__What the task requires__:
Write out every line of the listing below as a numbered list, skipping any blank lines and omitting the pictures.

------ Dataset records ------

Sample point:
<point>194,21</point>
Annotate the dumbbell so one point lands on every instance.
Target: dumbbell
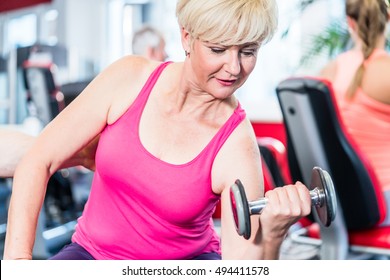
<point>322,193</point>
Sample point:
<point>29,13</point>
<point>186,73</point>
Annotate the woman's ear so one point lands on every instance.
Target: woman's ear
<point>351,24</point>
<point>185,40</point>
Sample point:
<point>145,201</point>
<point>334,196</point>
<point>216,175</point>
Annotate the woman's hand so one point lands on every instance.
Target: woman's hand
<point>286,205</point>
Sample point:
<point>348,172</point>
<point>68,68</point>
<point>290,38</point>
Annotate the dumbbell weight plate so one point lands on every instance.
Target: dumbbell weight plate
<point>326,209</point>
<point>240,209</point>
<point>321,180</point>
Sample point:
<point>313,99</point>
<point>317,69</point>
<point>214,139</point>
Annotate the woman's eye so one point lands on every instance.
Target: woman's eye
<point>217,50</point>
<point>248,52</point>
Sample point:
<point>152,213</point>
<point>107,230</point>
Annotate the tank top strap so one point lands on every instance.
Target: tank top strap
<point>223,134</point>
<point>143,96</point>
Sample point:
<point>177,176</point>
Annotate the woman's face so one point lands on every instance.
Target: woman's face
<point>220,70</point>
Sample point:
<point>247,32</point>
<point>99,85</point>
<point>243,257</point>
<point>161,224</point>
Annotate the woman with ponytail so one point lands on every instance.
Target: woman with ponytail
<point>360,79</point>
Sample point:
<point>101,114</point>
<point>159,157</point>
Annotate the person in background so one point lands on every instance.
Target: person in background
<point>173,139</point>
<point>147,41</point>
<point>362,88</point>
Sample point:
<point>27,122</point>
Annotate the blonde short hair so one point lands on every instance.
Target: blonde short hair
<point>228,22</point>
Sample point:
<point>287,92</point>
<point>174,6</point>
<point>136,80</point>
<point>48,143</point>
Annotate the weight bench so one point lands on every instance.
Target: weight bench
<point>316,137</point>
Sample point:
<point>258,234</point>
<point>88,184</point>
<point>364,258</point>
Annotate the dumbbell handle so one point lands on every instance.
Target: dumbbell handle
<point>256,206</point>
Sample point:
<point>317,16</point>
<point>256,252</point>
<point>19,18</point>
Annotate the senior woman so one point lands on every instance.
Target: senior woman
<point>173,140</point>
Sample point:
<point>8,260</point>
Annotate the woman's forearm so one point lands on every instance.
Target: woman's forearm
<point>13,146</point>
<point>27,197</point>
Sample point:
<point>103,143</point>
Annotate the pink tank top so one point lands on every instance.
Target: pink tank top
<point>143,208</point>
<point>367,120</point>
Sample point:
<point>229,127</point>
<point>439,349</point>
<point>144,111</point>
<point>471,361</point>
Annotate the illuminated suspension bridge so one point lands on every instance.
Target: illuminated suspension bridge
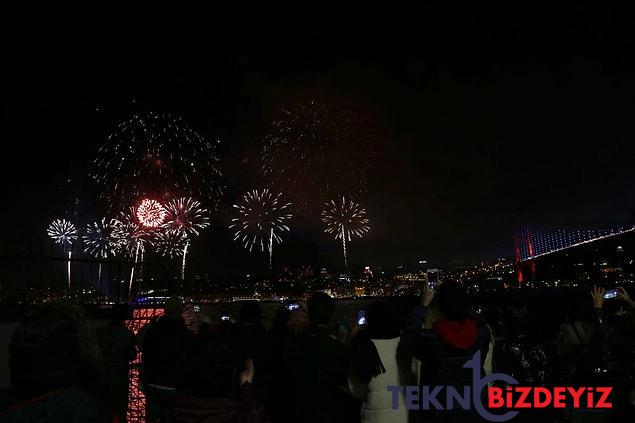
<point>532,242</point>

------

__Solution for this problem__:
1. Sample point:
2. <point>194,21</point>
3. Annotate the dumbbell so one point lands on every instance.
4. Target: dumbbell
5. <point>322,193</point>
6. Sample point:
7. <point>29,13</point>
8. <point>186,73</point>
9. Annotate the woman's ear so one point lands on every instance.
10. Target: woman's ear
11. <point>351,24</point>
12. <point>185,40</point>
13. Sample point:
14. <point>145,201</point>
15. <point>334,196</point>
16. <point>216,175</point>
17. Annotate the woman's hand so one point lands on every instance.
18. Target: woman's hand
19. <point>286,205</point>
20. Sample point:
21. <point>348,172</point>
22. <point>68,68</point>
23. <point>290,38</point>
24. Annotate the dumbbell weight plate so one point lands on every instance.
25. Target: dumbbell weight plate
26. <point>326,209</point>
27. <point>240,209</point>
28. <point>321,180</point>
29. Sample point:
30. <point>313,99</point>
31. <point>317,69</point>
32. <point>214,139</point>
33. Annotate the woman's eye so one point lands on every instance.
34. Target: woman's eye
35. <point>217,50</point>
36. <point>248,52</point>
37. Sample point:
38. <point>152,213</point>
39. <point>107,230</point>
40. Annotate the tank top strap so one point lands on every instance.
41. Target: tank top strap
42. <point>223,134</point>
43. <point>143,96</point>
44. Sample point:
45. <point>177,176</point>
46. Annotate the woman's face so one point lands on every instance.
47. Target: woman's face
48. <point>220,70</point>
49. Sample point:
50. <point>247,32</point>
51. <point>99,85</point>
52. <point>243,257</point>
53. <point>161,224</point>
54. Annotate the woman with ponytail so one point lands on every instance.
55. Target: woman with ponytail
56. <point>360,79</point>
57. Sample point:
58. <point>101,114</point>
59. <point>159,157</point>
60. Annotate the person in background so one point lands on every instance.
61. Target: person in background
62. <point>173,139</point>
63. <point>147,41</point>
64. <point>362,88</point>
65. Sample point:
66. <point>27,122</point>
67. Annotate the blonde short hair so one point lands on every instance.
68. Target: blonde short hair
69. <point>228,22</point>
70. Sample point:
71. <point>287,92</point>
72. <point>174,6</point>
73. <point>136,80</point>
74. <point>48,143</point>
75. Annotate the weight bench so one point lands on every instance.
76. Target: weight bench
77. <point>316,137</point>
78. Sample point:
79. <point>258,234</point>
80. <point>88,184</point>
81. <point>364,258</point>
82. Annotate the dumbbell handle so one point lands on every instance.
83. Target: dumbbell handle
84. <point>256,206</point>
85. Sample point:
86. <point>317,16</point>
87. <point>256,252</point>
88. <point>19,18</point>
89. Annotate the senior woman so one point lands on every instance.
90. Target: senior woman
91. <point>173,140</point>
92. Sample point:
93. <point>8,260</point>
94. Annotate the woman's forearm so one point lands on every instance.
95. Target: woman's forearm
96. <point>13,146</point>
97. <point>27,197</point>
98. Sample point:
99. <point>103,143</point>
100. Annotate the pink tank top so one point lands on every instance.
101. Target: pink tank top
102. <point>143,208</point>
103. <point>367,120</point>
104. Sample point:
105. <point>229,127</point>
106. <point>439,349</point>
107. <point>144,111</point>
108. <point>471,361</point>
109. Annotate the illuminated suspension bridge so one point lands on every instance.
110. Target: illuminated suspension bridge
111. <point>532,242</point>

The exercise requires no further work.